> [Short exercise 1]
Pull out every line in the rows below that contains the string "nose", and copy each one unchanged.

⁂

Re: Carrytel CGN3 SIP ALG

Postby linsteadslacker » 12/18/2018

Thanks. I am getting the 32 second call drop for outgoing calls only. Incoming calls are fine.
linsteadslacker
Just Passing Thru
 
Posts: 3
Joined: 12/18/2018
SIP Device Name: Grandstream701
ISP Name: Carrytel
Computer OS: Windows 10
Router: CGN3

Re: Carrytel CGN3 SIP ALG

Postby Liptonbrisk » 12/18/2018

linsteadslacker wrote:Thanks. I am getting the 32 second call drop for outgoing calls only. Incoming calls are fine.


Then your options are

1. open a ticket at https://support.fongo.com/hc/en-us/requests/new, and ask if they can put you onto an alternate proxy server for customers with SIP ALG problems (mention that you have a Hitron gateway), or

(Fongo's business hours are 9AM-4PM EST, Monday to Friday excluding holidays)

2. stick the CGN3 in bridge mode, and use your own router.


When calls drop after 32 seconds, the problem is the ACK (acknowledgement) response isn't being received after the 200 OK status.

Image

200 OK is sent to your ATA by Fongo's server. Your ATA is supposed to send ACK (acknowledge) back. If the ACK response is not received by Fongo's server, then
Fongo's server eventually stops waiting for ACK and replies with BYE (likely at 32 seconds), ending the call. SIP signalling can be completely broken by faulty SIP ALG features in routers or
modem/router combos.

⁂

> [Short exercise 2]
Take the forum thread above on SIP ALG and dropped calls further, picking up immediately after its final sentence.

⁂

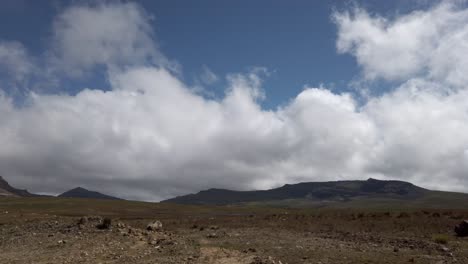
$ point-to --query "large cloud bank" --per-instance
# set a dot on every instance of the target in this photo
(151, 136)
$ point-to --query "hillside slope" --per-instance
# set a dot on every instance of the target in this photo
(7, 190)
(80, 192)
(336, 194)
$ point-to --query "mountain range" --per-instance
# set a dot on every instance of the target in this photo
(368, 193)
(346, 194)
(80, 192)
(7, 190)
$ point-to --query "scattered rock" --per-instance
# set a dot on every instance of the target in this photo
(462, 229)
(105, 224)
(83, 221)
(154, 226)
(212, 235)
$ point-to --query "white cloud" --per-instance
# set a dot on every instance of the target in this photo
(151, 136)
(16, 66)
(208, 76)
(430, 43)
(113, 35)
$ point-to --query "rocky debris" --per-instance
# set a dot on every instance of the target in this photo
(83, 220)
(212, 235)
(154, 226)
(462, 229)
(105, 224)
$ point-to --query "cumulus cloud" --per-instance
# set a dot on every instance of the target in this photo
(15, 66)
(152, 137)
(113, 35)
(429, 43)
(208, 76)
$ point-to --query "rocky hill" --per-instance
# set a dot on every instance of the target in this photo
(80, 192)
(318, 193)
(7, 190)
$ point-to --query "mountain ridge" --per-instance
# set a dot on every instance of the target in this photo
(7, 190)
(335, 191)
(80, 192)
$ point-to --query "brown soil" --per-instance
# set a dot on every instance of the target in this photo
(226, 236)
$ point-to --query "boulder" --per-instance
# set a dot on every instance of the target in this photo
(462, 229)
(154, 226)
(105, 224)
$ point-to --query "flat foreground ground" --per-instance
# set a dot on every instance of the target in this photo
(48, 230)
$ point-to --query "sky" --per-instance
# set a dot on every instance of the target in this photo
(151, 99)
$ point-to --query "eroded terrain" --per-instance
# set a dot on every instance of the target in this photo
(65, 231)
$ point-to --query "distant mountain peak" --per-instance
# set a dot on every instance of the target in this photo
(7, 190)
(314, 191)
(80, 192)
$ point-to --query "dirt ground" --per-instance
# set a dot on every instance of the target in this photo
(32, 234)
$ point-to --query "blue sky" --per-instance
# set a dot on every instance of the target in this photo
(294, 40)
(150, 99)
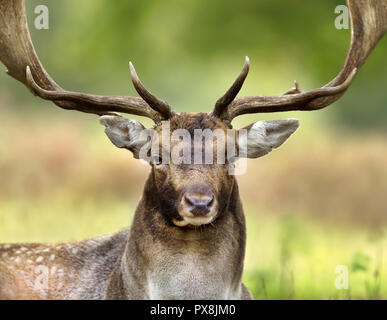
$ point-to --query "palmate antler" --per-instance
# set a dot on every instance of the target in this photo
(368, 26)
(18, 55)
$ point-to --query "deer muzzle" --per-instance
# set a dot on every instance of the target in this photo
(198, 206)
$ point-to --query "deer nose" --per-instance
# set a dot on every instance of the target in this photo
(198, 203)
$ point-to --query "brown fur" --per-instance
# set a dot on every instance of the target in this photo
(127, 265)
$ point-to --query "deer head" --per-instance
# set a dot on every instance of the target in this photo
(191, 194)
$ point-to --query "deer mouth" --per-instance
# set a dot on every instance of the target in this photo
(194, 221)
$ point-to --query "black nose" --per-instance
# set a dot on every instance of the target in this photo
(199, 201)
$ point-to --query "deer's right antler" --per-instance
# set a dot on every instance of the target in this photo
(18, 55)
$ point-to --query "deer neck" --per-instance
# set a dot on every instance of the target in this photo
(162, 261)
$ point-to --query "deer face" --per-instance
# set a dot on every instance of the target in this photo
(192, 176)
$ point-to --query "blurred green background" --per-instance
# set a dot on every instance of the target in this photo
(318, 202)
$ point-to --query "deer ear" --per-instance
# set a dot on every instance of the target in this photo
(124, 133)
(263, 136)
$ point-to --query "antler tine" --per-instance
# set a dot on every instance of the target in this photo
(18, 54)
(156, 104)
(368, 26)
(223, 102)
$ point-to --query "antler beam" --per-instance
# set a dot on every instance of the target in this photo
(18, 54)
(368, 26)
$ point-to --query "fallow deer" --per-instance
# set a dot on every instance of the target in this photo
(187, 238)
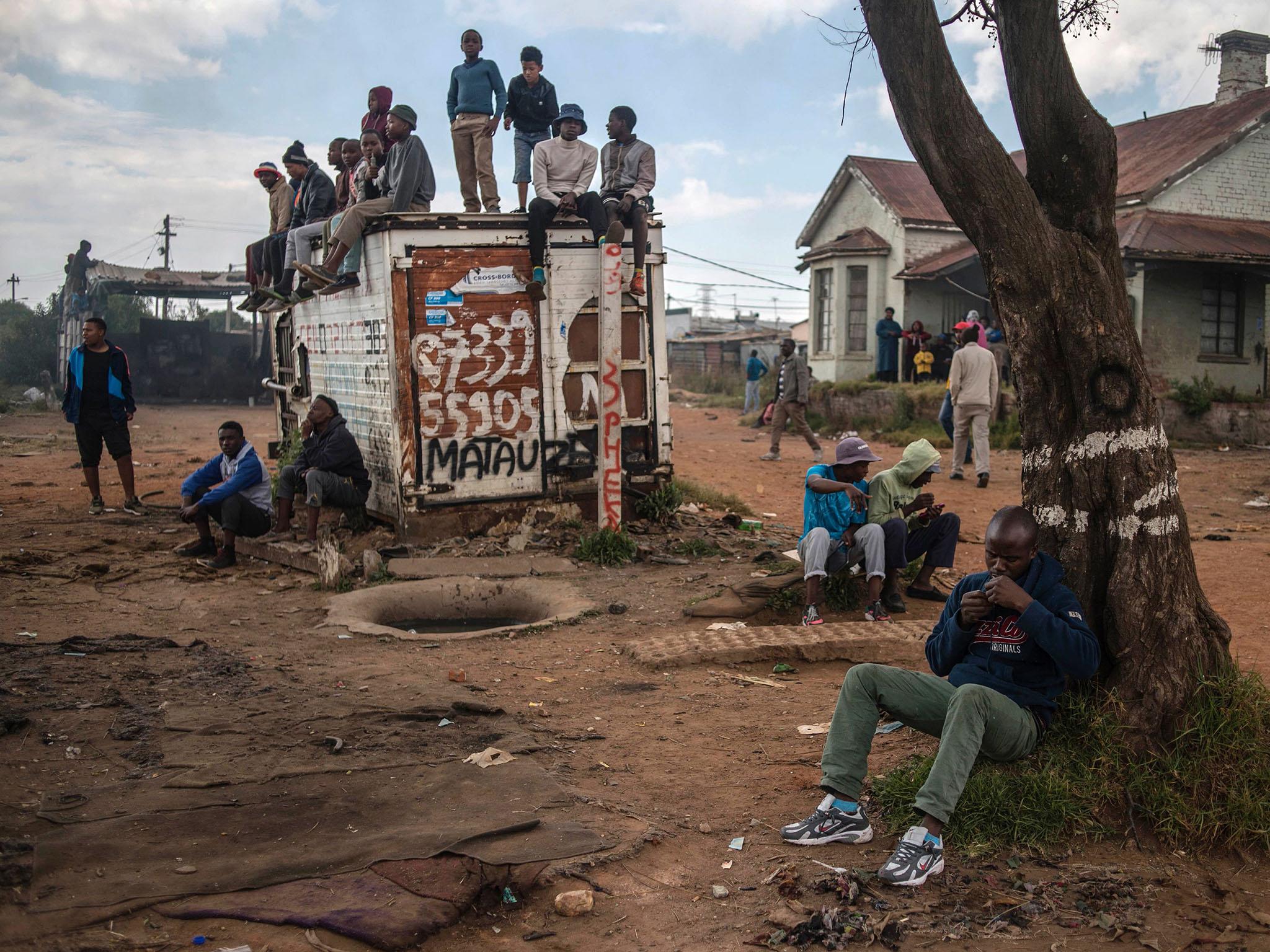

⁂

> [Written response 1]
$ point-to --query "deer nose" --per-instance
$ point-to --query "black nose" --per-instance

> [Written response 2]
Please do not send me emails; I do not work for nor represent Freephoneline or Fongo. Post questions on the forums so that others may learn from responses or assist you. Thank you. If you have an issue with your account or have a billing issue, submit a ticket here: https://support.fongo.com/hc/en-us/requests/new. Visit http://status.fongo.com/ to check FPL/Fongo service status. Freephoneline setup guides can be found at viewforum.php?f=15.
User avatar
Liptonbrisk
Technical Support
 
Posts: 890
Joined: 04/26/2010
SIP Device Name: OBi202
Firmware Version: 3.2.2 (Build:5921EX)
ISP Name: Cable
Computer OS: Windows 10 x64 Pro
Router: Asuswrt-Merlin

Re: Carrytel CGN3 SIP ALG

Postby linsteadslacker » 12/18/2018

Thanks. Fongo pushed an update to the Grandstream and the problem is resolved.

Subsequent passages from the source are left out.